**EXERCISE BRIEF**
Copy out each row below that contains the string "instance". Case matters.

++++ DATASET ENTRIES

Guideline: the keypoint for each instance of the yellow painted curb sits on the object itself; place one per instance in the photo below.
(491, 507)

++++++++
++++ DATASET ENTRIES

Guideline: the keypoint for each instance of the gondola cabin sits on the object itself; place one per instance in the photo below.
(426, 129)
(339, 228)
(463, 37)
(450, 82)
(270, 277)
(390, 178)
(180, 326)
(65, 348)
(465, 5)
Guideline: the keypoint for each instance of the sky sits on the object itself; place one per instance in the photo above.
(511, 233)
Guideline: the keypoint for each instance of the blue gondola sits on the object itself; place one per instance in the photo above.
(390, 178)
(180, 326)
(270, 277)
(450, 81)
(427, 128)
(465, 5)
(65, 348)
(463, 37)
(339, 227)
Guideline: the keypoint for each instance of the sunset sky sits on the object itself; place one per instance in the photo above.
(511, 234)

++++++++

**SOLUTION FOR THIS EXERCISE**
Guideline: the keypoint for each instance of the yellow painted curb sits on the object itself; place one per instance in the photo below.
Guideline: the keypoint for each instance of the gondola cabin sits on the object itself; place one per instance in the photo below.
Guideline: the keypoint for each instance of the sky sits on the object itself; place one per instance in the photo above.
Guideline: the keypoint for each instance of the blue gondola sits on the object itself; place one per instance in the photo above.
Guideline: the keypoint for each instance of the sunset sky sits on the object itself; place one per instance in the photo above.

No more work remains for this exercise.